**Arbeitsaufträge:**
**1)** Prüfen Sie, ob die Aussagen (a) bis (c) mit dem Text zu den schulärztlichen Diensten übereinstimmen: (a) Die schulärztlichen Dienste der Bezirke beraten und betreuen Grundschülerinnen und -schüler. (b) Die Krankenkassen sind an der Zusammenarbeit nicht beteiligt. (c) Die Schuleingangsuntersuchungen wurden wieder eingeführt. Antworten Sie jeweils mit Ja oder Nein und zitieren Sie die entscheidenden Worte des Textes wörtlich.
**2)** Schreiben Sie den Text zu den schulärztlichen Diensten von „Ein wichtiger Teil“ bis hinunter zu „sowie den Krankenkassen.“ neu, wobei „Zahnschäden“ durch „Kariesschäden“ ersetzt wird.
**3)** Setzen Sie den Text zu den schulärztlichen Diensten im Anschluss an seinen letzten Satz fort.
╭─ Studientext
Ein wichtiger Teil der schulärztlichen Dienste sind die Schulzahnärzte.

(Erhard Pumm SPD: Das ist alles schon gesagt worden! Aufhören!)

Um so früh wie möglich Zahnschäden zu erkennen und ihnen rechtzeitig vorzubeugen, werden durch die schulärztlichen Dienste der Bezirke Grundschülerinnen und -schüler beraten und betreut. Dies geschieht in Zusammenarbeit mit den Elternschulen, den niedergelassenen Ärzten, Zahnärzten, der Landesarbeitsgemeinschaft zur Förderung der Jugendzahnpflege in Hamburg e.V. sowie den Krankenkassen.

Was den SPD-Antrag zur schulärztlichen Versorgung betrifft, liegt die personelle Ausstattung im Verantwortungsbereich der Bezirke und nicht bei den Landesbehör

den. Wir haben mit der Wiedereinführung der Schuleingangsuntersuchungen mit dem Neuentwurf des Paragraphen 34 Hamburgisches Schulgesetz das Unsrige getan. Tun Sie das Ihrige in den Bezirken mit rotgrüner Mehrheit.
╰─
╭─ Datenteil
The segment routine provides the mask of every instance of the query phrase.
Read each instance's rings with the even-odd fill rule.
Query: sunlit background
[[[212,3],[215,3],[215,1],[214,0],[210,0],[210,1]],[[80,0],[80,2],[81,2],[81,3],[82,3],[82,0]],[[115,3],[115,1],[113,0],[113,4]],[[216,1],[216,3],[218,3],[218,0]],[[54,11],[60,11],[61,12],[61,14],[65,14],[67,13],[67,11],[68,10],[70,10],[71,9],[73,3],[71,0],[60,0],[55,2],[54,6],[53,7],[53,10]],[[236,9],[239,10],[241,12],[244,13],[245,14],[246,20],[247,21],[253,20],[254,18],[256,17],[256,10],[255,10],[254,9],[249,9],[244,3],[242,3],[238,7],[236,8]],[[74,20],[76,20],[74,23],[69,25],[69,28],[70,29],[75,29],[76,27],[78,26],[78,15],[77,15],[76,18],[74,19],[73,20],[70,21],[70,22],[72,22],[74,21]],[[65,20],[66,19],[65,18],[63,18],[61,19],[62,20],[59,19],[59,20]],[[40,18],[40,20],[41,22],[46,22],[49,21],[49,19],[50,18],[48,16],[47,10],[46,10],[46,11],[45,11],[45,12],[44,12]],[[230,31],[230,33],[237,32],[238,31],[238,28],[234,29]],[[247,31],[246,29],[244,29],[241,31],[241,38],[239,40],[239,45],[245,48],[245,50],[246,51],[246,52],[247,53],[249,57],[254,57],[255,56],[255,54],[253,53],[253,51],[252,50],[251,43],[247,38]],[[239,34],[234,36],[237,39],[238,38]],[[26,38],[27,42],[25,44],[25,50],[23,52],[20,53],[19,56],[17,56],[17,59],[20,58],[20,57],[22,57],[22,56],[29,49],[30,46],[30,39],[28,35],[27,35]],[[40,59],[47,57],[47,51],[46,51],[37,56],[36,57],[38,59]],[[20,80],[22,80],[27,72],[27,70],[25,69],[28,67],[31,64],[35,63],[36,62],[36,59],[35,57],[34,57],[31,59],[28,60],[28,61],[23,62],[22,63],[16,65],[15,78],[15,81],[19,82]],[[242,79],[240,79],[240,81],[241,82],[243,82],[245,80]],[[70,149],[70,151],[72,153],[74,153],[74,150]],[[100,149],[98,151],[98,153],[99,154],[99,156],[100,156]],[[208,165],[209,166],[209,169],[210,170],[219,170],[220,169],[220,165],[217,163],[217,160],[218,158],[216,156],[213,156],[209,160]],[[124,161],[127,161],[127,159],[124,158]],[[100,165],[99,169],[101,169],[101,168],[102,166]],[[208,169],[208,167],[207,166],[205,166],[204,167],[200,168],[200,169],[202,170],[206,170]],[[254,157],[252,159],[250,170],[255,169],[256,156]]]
╰─
**Lösungen:**
**1)**
(a) Ja: „werden durch die schulärztlichen Dienste der Bezirke Grundschülerinnen und -schüler beraten und betreut“
(b) Nein: „sowie den Krankenkassen“
(c) Ja: „Wir haben mit der Wiedereinführung der Schuleingangsuntersuchungen“

**2)**
Ein wichtiger Teil der schulärztlichen Dienste sind die Schulzahnärzte.

(Erhard Pumm SPD: Das ist alles schon gesagt worden! Aufhören!)

Um so früh wie möglich Kariesschäden zu erkennen und ihnen rechtzeitig vorzubeugen, werden durch die schulärztlichen Dienste der Bezirke Grundschülerinnen und -schüler beraten und betreut. Dies geschieht in Zusammenarbeit mit den Elternschulen, den niedergelassenen Ärzten, Zahnärzten, der Landesarbeitsgemeinschaft zur Förderung der Jugendzahnpflege in Hamburg e.V. sowie den Krankenkassen.

**3)**
Um einem inzwischen weit verbreiteten Problem bei Jugendlichen, nämlich dem Übergewicht, entgegenzutreten, gibt es zum Beispiel spezielle Angebote zum Themenbereich gesundes Essen und die Zubereitung gemeinsamer Mahlzeiten sowie Informationen über gesunde Ernährung. Ich habe gerade beim Elternsprechtag meiner Tochter gesehen – sie ist sieben Jahre alt –, dass in ihrer Schule ein großes Plakat hing, auf der eine Gesundheitspyramide abgebildet ist. Der Lehrer hat mich aufklärt, dass man so etwas Ökotrophologie nennt. Dieses Wort kannte ich noch nicht; das muss ich eingestehen.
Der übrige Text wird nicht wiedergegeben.